DOCUMENT TEXT -
───

Maggie, who comes from a long line of proud Irish ancestors, is a homicide detective in New York. Back in the 1990s, her cousin Erin, more like a sister than a cousin, opted to move to Ireland. Then one day her father, Maggie’s Uncle Danny, gets a call that Erin is missing. Maggie hops a plane to Ireland.

During her stay in Ireland, Maggie meets many of Erin’s friends and coworkers, but no one truly seems to have known Erin very well. Maggie follows the leads of things Erin left behind, photos and notes, but the trail seems to simply stop where Erin was last seen. After Maggie has exhausted all resources, she heads home to New York. Erin is never far from her mind, however.

Flash forward twenty years and there is another young girl missing from the same area where Erin was last seen. Maggie is now a celebrated detective having solved a serial killer crime in Long Island. When the call comes to Uncle Danny that something has been found, Maggie reaches out to her contact in Ireland, Detective Byrne. Maggie is suddenly back in Ireland, retracing the steps of Erin once again, and hoping that this time the outcome is different.

───

[A run of records]

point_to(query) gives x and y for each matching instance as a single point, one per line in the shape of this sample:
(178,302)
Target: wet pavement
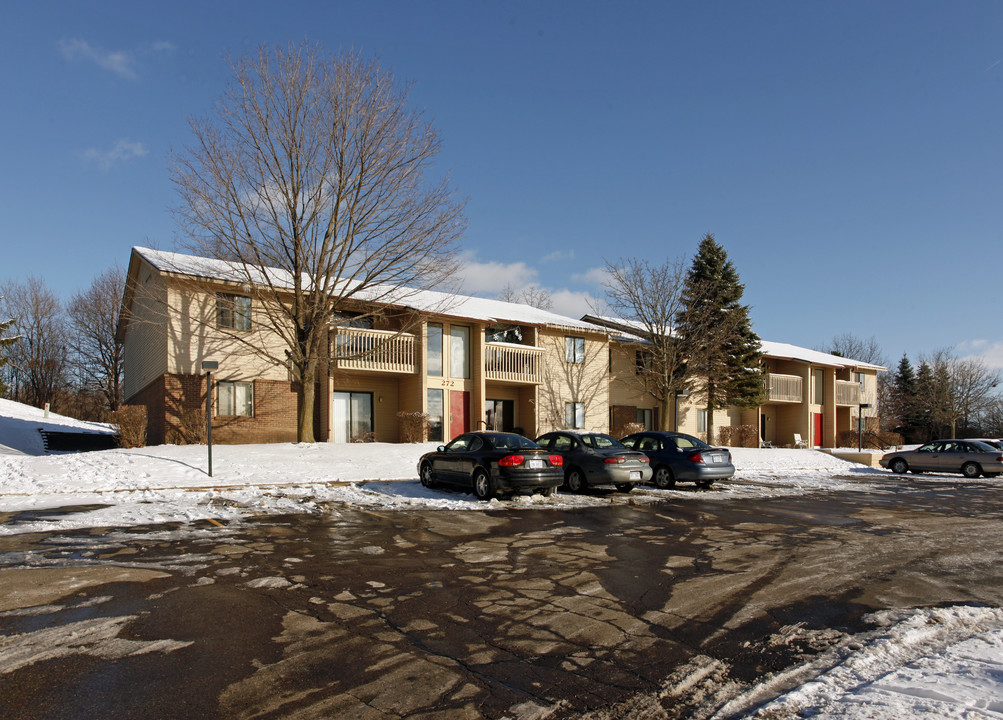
(664,611)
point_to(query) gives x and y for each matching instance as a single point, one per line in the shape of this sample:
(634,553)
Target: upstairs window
(233,312)
(575,350)
(236,399)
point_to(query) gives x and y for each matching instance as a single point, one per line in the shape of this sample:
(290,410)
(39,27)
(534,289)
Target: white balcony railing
(784,388)
(848,392)
(375,350)
(513,363)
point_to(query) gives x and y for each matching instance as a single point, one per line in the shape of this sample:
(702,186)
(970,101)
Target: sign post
(209,366)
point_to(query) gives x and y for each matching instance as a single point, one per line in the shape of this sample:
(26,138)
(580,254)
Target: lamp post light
(209,366)
(860,425)
(675,411)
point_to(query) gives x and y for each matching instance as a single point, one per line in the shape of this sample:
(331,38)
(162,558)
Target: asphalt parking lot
(653,611)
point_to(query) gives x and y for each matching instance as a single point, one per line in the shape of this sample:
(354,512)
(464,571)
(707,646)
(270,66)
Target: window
(434,410)
(236,399)
(575,350)
(575,414)
(433,350)
(233,312)
(352,420)
(459,352)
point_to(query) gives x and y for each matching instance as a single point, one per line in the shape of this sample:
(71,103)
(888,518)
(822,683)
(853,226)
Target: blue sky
(848,155)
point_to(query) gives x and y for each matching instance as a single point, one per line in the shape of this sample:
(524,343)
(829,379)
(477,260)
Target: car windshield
(601,442)
(513,442)
(684,442)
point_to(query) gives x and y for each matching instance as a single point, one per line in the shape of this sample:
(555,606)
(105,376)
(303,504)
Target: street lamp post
(209,366)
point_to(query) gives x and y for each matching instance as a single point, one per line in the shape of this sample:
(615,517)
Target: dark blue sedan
(678,457)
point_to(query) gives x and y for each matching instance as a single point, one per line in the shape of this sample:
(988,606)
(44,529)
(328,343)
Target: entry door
(459,412)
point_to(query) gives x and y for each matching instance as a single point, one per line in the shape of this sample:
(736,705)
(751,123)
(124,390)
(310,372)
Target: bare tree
(313,164)
(649,298)
(579,381)
(97,353)
(852,347)
(37,358)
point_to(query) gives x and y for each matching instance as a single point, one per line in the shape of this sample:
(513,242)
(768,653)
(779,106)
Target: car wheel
(482,485)
(576,481)
(664,477)
(971,469)
(427,476)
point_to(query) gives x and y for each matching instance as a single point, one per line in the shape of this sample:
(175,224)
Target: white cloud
(488,279)
(121,151)
(573,304)
(558,256)
(119,62)
(594,276)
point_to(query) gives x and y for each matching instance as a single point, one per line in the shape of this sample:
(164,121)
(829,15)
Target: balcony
(508,362)
(784,388)
(374,350)
(848,393)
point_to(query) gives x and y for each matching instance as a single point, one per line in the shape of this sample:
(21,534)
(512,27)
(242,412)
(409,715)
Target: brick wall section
(151,397)
(175,402)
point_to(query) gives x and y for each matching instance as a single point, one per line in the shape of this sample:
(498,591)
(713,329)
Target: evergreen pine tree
(905,399)
(715,328)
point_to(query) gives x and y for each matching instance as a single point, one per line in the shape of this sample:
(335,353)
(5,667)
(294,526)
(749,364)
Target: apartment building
(468,363)
(810,395)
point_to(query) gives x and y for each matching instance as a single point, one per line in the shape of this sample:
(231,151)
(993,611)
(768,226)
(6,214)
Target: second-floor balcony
(848,393)
(508,362)
(375,350)
(784,388)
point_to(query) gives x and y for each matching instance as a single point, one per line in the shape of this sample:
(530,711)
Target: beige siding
(566,382)
(145,344)
(194,337)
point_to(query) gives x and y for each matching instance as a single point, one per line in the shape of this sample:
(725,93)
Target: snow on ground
(919,663)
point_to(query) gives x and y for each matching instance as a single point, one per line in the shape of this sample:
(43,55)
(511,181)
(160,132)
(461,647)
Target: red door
(459,412)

───

YOUR TASKS -
**a.** Answer these from the summary of Maggie's search for her cousin:
(i) What is Maggie's job in New York?
(ii) Who is Maggie's contact in Ireland?
(iii) Where was Maggie celebrated for solving a serial killer crime?
**b.** Please translate this sentence from the summary of Maggie's search for her cousin into Spanish: "Erin is never far from her mind, however."
**c.** Pick up the summary of Maggie's search for her cousin after its last sentence and continue it.

REPLIES -
**a.**
(i) She is a homicide detective.
(ii) Detective Byrne.
(iii) Long Island.

**b.** Sin embargo, Erin nunca está lejos de sus pensamientos.

**c.**
Absolutely loved this book. What a ride through past and present watching two young women’s lives forever changed by simple acts. Taylor has written a very compelling and page turning novel with multiple twists that I never could have imagined. She gives us light lessons in the history of Ireland and Northern Ireland, the IRA and Irish Mafia. It is all seamlessly melded together in a cohesive and very well written novel.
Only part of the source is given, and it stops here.